## TEXT SECTION
◇ ◇ ◇ ◇

Twin Peaks: Where Everyday Meets Evil

(Warning: This article not only contains spoilers, but also a brief discussion of sexual assault)
This week on Twin Peaks, deputy director Gordon Cole and the hapless detective Dave Mackley — along with the adorably misanthropic one-two punch of Albert and Diane, and, for some reason, a lost-looking runway model named Tammy — undertook a journey to find a rift between our everyday world and a mysterious parallel dimension inhabited by great evil. They found it in an abandoned shack in a rundown tract of rural development in Nowheresville, South Dakota (okay, it’s actually called Buckhorn).

Isn’t that awesome? I mean, come on. That place just screams white trash. It’s not even night time. They’re investigating this place in broad daylight. I love it.
If this were Game of Thrones (Twin Peaks’ current ratings rival), the portal to a terrifying hell dimension would be located in a desolate cave surrounded by talon-like mountain peaks by the coast, and not only would it be the dead of night, but there would be a howling storm all about, with the wind whipping and waves crashing, and by God you would just feel the evil.
But Twin Peaks is something else entirely, and that is what’s spectacular about it.
Don’t get me wrong. I love Game of Thrones. A significant portion of my day is spent grinning at moronic Facebook memes featuring Sansa’s deadpan or Rickon’s linearity.
And I also love Twin Peaks. I’ve loved Twin Peaks since my teen years; i.e. the early 2000s, long after season two had ended. I was intrigued by Lost Highway, seduced by Blue Velvet, and charmed by Wild At Heart, but I was completely consumed by Twin Peaks: Fire Walk With Me. I must’ve watched it at least thirty times in the space of a year. I forced all my friends to watch it, too. It became the cinematic cultural touchstone of my high school years. One of my favorite heavy metal musicians, the virtuosic throat mutant known as Mike Patton, happened to cover a song from the movie with his band Fantomas. Then the first season of the TV show was re-released on DVD, and shortly thereafter, I discovered that my local public library had the entire second season on VHS.

◇ ◇ ◇ ◇

## DATA SECTION
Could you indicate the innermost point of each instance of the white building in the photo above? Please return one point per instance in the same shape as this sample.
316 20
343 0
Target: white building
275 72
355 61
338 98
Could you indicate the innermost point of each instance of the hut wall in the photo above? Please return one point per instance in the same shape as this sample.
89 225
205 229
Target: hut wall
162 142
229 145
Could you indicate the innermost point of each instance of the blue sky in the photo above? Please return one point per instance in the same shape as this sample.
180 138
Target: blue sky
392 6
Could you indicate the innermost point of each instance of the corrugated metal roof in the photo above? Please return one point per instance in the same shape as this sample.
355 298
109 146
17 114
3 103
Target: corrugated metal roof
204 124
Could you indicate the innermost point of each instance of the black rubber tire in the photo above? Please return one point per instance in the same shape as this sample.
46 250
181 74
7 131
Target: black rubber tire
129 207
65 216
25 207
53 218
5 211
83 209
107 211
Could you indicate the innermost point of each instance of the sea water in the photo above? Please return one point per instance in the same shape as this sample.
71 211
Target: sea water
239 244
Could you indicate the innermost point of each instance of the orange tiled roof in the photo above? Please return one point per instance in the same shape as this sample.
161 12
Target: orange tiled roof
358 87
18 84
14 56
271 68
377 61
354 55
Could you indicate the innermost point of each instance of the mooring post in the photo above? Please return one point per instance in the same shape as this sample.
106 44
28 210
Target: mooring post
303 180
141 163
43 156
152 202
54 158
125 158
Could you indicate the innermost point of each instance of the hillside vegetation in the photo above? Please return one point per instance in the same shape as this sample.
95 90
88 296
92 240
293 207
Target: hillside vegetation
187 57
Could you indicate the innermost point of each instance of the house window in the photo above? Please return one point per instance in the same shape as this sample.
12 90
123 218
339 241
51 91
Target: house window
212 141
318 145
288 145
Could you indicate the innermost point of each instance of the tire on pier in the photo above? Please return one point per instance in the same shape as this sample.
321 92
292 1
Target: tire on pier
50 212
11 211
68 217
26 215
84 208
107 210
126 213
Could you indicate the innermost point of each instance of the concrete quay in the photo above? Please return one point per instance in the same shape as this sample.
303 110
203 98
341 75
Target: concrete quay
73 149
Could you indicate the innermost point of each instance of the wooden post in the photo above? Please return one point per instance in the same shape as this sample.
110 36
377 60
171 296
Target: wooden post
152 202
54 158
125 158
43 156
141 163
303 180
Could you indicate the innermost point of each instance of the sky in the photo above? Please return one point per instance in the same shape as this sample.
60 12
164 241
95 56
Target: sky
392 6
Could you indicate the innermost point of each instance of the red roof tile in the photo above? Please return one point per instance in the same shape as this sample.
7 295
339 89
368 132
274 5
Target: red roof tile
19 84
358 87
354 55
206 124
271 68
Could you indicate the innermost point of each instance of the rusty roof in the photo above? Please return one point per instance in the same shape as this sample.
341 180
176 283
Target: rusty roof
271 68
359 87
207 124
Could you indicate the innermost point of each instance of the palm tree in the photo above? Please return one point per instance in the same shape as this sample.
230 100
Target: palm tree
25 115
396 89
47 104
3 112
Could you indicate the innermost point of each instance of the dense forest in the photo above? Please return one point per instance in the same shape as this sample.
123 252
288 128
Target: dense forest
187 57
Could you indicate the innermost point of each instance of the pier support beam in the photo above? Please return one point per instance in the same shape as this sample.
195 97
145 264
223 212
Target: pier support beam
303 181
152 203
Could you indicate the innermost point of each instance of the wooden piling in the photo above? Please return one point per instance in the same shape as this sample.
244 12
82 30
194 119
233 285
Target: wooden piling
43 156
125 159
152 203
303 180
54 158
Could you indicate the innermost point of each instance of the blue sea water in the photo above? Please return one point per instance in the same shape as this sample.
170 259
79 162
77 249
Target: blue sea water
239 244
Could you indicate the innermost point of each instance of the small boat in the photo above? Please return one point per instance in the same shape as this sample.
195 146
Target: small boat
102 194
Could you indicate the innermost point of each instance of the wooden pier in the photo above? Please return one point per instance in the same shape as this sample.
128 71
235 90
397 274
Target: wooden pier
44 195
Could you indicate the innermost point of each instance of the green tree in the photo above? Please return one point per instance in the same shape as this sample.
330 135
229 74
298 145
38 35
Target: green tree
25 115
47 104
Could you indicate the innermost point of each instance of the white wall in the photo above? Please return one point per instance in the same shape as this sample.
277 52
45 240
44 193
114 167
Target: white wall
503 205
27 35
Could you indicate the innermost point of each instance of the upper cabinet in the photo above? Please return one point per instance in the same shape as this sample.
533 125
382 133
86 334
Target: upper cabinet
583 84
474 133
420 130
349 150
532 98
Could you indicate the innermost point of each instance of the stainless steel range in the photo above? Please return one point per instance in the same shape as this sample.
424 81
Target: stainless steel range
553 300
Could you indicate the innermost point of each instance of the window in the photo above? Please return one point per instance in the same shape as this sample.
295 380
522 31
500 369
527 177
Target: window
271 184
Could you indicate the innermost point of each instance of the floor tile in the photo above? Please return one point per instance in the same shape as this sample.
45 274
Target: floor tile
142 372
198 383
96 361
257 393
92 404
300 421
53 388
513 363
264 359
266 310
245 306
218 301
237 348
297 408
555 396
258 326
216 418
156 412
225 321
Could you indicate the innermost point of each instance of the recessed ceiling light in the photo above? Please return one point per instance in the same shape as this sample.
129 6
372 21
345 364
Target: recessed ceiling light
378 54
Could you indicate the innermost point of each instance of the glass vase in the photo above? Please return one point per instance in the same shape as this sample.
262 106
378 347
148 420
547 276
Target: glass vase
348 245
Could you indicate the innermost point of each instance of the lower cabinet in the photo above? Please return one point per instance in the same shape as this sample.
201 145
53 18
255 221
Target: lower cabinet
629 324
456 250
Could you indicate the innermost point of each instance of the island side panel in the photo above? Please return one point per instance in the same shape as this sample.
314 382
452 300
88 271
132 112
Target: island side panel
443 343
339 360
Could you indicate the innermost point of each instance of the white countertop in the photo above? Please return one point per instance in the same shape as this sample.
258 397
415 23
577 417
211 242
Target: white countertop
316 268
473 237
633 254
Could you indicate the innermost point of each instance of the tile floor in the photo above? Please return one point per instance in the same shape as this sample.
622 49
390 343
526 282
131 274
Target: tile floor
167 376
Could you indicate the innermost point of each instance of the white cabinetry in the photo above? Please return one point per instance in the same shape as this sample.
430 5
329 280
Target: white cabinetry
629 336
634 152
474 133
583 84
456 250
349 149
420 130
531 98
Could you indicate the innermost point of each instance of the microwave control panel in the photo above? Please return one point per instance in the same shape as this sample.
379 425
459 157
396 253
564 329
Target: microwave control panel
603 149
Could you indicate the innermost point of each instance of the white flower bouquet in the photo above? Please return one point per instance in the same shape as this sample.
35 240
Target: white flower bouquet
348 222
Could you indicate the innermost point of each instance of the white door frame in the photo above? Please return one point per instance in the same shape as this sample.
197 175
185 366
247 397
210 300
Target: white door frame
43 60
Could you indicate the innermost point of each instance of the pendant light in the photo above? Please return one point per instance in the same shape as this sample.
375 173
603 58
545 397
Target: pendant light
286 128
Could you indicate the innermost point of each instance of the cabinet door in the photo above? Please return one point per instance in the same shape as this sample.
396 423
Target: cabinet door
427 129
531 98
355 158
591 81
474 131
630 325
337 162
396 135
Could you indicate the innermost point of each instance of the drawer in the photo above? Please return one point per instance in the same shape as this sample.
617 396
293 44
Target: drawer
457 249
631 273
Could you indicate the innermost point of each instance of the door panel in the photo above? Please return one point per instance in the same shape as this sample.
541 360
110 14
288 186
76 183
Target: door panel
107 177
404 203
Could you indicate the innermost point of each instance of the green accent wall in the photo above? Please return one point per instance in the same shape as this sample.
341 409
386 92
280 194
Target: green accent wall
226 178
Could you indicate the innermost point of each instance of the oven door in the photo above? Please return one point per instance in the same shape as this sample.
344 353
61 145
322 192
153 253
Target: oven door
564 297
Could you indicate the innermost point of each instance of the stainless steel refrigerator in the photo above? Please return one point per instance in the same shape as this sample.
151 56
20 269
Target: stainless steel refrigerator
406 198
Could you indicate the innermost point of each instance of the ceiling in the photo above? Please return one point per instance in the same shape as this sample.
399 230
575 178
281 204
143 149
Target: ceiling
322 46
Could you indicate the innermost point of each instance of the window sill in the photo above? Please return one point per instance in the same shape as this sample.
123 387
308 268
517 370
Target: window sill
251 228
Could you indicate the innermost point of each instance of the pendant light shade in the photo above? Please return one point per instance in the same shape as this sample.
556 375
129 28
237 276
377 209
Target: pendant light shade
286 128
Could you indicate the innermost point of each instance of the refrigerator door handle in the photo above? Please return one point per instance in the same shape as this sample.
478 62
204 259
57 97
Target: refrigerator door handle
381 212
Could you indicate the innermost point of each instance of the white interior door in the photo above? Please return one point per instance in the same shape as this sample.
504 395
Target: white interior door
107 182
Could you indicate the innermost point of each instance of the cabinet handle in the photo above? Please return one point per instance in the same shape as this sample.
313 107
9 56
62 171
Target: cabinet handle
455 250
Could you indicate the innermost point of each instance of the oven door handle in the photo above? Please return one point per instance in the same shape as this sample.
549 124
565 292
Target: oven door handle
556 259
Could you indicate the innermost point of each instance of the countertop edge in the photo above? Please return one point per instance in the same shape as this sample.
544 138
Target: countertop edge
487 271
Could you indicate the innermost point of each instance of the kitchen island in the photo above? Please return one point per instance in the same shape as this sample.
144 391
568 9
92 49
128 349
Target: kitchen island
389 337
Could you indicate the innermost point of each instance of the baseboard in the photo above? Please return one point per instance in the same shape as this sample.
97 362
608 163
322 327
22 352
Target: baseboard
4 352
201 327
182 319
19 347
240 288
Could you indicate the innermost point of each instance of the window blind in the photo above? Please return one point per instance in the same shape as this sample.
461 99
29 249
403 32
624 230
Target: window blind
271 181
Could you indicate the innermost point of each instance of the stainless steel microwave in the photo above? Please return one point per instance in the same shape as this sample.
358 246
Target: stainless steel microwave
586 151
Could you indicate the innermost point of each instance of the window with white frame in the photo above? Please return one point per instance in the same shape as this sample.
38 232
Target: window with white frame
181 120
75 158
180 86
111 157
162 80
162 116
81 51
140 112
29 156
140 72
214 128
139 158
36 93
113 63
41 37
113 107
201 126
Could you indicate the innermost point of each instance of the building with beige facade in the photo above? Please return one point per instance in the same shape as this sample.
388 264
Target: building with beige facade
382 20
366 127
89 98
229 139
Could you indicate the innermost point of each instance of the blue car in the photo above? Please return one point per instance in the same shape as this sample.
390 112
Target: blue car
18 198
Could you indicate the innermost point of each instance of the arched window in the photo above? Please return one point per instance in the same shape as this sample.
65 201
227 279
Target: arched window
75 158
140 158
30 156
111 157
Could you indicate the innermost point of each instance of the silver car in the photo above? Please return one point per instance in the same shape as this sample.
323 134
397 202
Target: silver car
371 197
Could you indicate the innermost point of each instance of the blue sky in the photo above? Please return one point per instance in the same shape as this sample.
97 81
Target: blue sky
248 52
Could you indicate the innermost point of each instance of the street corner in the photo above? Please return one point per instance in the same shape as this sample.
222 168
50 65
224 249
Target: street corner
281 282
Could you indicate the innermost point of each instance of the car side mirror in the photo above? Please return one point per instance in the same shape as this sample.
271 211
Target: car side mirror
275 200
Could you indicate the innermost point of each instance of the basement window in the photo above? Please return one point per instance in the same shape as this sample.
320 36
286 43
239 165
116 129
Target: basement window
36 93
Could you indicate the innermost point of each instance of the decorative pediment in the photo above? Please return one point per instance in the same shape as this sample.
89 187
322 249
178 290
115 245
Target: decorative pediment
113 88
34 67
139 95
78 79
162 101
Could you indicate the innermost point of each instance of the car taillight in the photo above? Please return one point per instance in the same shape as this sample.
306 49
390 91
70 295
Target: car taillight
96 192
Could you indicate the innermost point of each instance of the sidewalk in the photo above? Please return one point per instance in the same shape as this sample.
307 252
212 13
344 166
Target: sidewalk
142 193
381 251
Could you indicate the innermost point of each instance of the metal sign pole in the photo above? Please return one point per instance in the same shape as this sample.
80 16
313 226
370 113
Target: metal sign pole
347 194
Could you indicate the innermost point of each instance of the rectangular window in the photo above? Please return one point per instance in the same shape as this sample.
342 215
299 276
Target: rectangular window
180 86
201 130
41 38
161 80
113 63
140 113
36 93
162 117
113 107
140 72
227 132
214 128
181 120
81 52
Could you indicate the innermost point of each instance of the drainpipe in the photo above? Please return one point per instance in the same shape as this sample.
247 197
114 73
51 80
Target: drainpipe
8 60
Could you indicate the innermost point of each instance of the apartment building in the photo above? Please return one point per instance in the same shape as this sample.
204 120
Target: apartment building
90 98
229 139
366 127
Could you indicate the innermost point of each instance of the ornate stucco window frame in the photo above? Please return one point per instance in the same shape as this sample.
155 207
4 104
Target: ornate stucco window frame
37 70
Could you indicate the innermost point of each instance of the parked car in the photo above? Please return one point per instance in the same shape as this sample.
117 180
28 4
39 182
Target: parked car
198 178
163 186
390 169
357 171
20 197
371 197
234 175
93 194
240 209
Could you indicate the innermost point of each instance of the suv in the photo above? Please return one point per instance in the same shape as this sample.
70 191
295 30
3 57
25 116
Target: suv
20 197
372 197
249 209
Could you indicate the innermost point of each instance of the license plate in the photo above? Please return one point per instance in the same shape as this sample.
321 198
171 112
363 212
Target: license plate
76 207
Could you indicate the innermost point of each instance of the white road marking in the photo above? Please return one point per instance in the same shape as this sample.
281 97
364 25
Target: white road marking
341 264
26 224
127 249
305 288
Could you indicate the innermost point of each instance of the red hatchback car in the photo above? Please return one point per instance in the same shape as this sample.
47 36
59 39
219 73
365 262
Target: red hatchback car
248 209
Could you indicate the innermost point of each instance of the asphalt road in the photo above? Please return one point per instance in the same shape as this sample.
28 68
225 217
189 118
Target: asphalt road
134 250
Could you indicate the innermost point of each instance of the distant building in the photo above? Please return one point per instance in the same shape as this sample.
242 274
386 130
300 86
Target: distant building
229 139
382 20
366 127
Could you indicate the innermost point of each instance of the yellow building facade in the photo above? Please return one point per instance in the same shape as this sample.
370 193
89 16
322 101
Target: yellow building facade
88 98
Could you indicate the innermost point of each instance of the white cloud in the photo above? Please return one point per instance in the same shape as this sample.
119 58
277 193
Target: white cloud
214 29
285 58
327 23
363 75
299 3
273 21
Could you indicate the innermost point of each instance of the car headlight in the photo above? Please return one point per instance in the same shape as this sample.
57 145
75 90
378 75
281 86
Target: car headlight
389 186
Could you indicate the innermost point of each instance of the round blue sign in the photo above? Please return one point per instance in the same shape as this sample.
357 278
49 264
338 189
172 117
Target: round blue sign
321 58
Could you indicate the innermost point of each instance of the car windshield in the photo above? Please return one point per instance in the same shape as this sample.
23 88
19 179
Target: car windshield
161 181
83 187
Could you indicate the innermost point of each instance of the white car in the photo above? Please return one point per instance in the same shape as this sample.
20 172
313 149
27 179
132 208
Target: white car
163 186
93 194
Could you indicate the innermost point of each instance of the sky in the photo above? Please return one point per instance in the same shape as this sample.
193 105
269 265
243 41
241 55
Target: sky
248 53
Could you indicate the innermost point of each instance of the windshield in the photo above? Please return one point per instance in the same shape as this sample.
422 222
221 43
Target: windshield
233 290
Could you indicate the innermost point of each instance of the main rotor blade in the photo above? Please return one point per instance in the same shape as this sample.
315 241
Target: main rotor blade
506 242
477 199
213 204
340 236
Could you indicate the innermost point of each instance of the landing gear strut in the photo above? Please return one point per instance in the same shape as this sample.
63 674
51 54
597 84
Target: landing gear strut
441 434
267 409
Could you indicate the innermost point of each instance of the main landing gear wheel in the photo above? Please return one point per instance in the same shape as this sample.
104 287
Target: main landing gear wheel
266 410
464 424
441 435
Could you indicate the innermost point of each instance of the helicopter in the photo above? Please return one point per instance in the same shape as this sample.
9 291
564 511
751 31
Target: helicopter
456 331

◇ ◇ ◇ ◇

## TASKS TO COMPLETE
[a] Name everyone who, according to the Twin Peaks article, set out this week to find the rift between the everyday world and the evil dimension.
[b] In the Twin Peaks article, what did the writer's local public library turn out to have?
[c] Reproduce word for word the passage of the Twin Peaks article from "Isn’t that awesome?" up to and including "or Rickon’s linearity.".

## TASK-BY-TASK OUTPUTS
[a] Gordon Cole, Dave Mackley, Albert, Diane, and Tammy

[b] The entire second season of Twin Peaks on VHS.

[c]
Isn’t that awesome? I mean, come on. That place just screams white trash. It’s not even night time. They’re investigating this place in broad daylight. I love it.
If this were Game of Thrones (Twin Peaks’ current ratings rival), the portal to a terrifying hell dimension would be located in a desolate cave surrounded by talon-like mountain peaks by the coast, and not only would it be the dead of night, but there would be a howling storm all about, with the wind whipping and waves crashing, and by God you would just feel the evil.
But Twin Peaks is something else entirely, and that is what’s spectacular about it.
Don’t get me wrong. I love Game of Thrones. A significant portion of my day is spent grinning at moronic Facebook memes featuring Sansa’s deadpan or Rickon’s linearity.